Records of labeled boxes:
------------------------
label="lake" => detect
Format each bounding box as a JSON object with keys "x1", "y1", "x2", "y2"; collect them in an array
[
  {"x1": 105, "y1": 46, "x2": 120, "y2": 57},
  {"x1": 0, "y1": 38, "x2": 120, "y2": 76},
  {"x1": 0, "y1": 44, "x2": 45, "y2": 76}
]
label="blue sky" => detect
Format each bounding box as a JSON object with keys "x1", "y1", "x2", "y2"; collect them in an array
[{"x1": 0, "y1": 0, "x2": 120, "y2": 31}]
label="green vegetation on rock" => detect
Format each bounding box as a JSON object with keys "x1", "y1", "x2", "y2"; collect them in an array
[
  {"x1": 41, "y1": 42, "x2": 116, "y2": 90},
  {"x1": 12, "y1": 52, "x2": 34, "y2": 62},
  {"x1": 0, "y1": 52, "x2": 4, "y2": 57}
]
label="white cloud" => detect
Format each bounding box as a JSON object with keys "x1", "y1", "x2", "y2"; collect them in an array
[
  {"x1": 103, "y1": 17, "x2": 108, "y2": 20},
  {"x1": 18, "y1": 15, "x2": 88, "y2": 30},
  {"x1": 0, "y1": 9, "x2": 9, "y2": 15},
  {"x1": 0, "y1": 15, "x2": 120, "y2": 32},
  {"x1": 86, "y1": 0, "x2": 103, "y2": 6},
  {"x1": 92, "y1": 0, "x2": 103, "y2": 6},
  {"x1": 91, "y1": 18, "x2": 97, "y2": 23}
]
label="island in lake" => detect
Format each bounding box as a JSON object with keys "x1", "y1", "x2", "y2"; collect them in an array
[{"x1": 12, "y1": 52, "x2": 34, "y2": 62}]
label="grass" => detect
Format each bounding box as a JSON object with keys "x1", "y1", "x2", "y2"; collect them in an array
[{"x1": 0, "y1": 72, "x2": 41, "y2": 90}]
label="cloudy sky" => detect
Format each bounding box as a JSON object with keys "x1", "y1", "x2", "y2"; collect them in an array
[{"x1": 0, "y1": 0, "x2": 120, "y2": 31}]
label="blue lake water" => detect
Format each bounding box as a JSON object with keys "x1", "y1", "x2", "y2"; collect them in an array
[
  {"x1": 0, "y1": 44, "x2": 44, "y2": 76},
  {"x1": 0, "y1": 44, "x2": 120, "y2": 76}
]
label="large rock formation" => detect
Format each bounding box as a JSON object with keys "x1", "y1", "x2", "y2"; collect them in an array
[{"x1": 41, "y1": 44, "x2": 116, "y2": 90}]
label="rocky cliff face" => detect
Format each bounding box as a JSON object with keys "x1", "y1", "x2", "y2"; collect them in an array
------------------------
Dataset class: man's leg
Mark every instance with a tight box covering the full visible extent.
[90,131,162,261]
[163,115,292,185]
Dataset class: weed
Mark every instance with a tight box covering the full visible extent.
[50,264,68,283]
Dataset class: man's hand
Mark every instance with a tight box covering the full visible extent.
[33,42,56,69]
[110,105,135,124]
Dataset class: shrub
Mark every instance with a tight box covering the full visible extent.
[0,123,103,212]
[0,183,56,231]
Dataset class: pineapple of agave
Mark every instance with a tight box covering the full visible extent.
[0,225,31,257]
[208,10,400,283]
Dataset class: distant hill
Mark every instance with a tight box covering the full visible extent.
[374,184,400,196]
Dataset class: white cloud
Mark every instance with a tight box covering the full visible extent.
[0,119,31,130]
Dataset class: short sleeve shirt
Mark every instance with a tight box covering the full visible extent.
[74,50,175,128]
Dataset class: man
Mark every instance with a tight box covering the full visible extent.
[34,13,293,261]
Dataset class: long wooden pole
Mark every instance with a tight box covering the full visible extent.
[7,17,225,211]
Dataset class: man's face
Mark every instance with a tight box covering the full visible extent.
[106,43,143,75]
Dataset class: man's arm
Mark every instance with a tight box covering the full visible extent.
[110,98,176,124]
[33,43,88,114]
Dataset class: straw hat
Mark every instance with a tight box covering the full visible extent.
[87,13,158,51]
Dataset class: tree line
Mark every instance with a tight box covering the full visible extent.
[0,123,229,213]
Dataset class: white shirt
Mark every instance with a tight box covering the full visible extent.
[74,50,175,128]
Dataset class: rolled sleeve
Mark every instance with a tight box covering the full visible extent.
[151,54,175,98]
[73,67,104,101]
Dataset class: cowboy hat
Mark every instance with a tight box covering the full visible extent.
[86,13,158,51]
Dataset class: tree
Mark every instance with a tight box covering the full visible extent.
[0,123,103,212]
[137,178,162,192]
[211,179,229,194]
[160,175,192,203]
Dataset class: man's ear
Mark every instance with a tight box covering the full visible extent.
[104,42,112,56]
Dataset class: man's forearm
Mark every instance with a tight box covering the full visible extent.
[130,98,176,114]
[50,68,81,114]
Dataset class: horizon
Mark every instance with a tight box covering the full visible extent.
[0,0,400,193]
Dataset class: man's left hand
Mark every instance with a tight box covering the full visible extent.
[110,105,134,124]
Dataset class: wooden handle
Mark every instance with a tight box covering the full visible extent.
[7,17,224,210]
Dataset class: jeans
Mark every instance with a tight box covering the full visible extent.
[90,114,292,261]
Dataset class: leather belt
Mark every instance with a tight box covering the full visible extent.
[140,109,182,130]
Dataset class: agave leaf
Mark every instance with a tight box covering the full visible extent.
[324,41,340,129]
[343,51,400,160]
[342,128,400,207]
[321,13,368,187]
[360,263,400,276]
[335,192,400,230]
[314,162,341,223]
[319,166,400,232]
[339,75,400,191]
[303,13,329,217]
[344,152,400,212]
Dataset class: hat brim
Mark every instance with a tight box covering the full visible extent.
------------------------
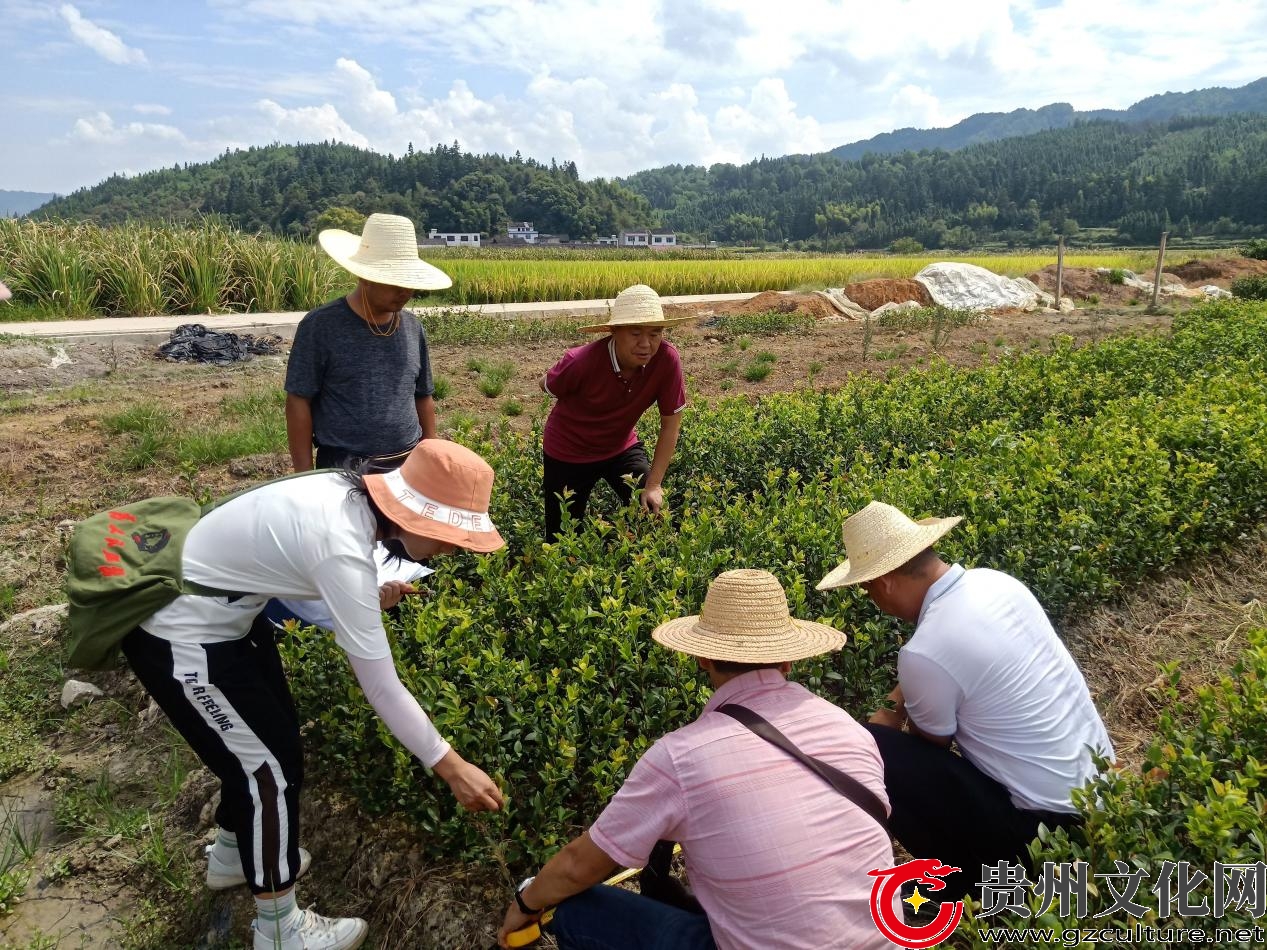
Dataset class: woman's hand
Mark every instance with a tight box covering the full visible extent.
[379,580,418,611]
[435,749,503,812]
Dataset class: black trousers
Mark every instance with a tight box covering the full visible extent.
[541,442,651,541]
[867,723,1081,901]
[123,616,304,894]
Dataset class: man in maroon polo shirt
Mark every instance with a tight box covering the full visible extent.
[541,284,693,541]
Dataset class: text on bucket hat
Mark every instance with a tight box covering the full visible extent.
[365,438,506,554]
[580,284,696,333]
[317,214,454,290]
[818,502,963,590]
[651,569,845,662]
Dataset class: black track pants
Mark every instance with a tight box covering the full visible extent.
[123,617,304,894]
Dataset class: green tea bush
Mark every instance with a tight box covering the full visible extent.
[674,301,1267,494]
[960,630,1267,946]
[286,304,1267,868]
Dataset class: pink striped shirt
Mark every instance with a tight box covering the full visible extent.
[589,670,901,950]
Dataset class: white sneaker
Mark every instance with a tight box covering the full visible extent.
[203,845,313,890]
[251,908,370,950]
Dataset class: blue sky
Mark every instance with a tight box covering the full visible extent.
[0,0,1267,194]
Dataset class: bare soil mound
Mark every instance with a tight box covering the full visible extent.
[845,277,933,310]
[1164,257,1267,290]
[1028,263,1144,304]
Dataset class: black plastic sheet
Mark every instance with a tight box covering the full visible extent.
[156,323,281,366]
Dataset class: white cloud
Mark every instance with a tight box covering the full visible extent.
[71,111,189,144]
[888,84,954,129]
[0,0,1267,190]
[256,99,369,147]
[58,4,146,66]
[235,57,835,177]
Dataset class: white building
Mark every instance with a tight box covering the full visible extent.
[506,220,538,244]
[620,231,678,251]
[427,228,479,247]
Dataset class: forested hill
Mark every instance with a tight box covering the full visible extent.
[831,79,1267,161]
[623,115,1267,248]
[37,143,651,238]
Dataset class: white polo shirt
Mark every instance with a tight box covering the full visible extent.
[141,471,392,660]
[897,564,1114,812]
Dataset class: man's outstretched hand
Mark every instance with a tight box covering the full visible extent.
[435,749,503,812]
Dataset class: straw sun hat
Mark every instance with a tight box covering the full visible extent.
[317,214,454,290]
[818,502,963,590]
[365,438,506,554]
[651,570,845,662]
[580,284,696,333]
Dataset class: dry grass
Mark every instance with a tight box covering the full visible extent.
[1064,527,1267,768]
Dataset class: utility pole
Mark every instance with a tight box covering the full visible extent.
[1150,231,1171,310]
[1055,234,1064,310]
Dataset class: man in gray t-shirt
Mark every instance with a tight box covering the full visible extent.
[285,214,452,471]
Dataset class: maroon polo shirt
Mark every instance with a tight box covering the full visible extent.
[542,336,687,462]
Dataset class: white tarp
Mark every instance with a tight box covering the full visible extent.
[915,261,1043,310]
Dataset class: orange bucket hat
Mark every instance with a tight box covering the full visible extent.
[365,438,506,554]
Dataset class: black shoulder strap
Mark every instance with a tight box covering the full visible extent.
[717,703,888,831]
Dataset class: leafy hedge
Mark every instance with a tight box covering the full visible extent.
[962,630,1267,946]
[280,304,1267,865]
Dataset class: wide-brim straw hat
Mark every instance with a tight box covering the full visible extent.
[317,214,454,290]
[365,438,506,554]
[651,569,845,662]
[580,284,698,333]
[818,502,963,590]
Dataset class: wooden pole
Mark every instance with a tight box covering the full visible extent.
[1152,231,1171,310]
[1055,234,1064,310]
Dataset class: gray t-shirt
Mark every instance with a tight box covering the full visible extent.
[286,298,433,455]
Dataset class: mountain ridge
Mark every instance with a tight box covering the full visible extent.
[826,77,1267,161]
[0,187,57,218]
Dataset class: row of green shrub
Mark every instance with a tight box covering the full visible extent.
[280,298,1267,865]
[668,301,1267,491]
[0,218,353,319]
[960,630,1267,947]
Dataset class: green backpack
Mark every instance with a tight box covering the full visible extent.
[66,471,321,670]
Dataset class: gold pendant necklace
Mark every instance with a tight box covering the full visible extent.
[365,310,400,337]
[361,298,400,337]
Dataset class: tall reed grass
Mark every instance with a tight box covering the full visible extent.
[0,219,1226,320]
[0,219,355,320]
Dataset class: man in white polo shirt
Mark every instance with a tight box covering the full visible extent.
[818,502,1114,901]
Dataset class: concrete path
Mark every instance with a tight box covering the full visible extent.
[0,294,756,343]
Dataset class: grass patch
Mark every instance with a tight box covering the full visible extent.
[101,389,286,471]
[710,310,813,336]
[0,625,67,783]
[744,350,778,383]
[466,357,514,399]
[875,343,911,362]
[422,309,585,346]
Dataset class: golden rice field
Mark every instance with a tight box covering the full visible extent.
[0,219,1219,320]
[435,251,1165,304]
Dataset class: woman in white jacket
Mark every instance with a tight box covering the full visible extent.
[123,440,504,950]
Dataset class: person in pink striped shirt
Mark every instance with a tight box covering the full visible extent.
------------------------
## STATED GOAL
Can you express the stretch of data from the line containing "Dataset class: green backpack" through the line containing "[361,298,400,337]" as a JSON list of strings, one string per line, with blank lines left out?

## ANSWER TO THE PROBLEM
[
  "Dataset class: green backpack",
  "Mark every instance with a tight box covering the full visible extent.",
  "[66,471,321,670]",
  "Dataset class: gold pendant necklace",
  "Mark every instance with a tight box covering the full visible extent.",
  "[365,310,400,337]",
  "[361,298,400,337]"
]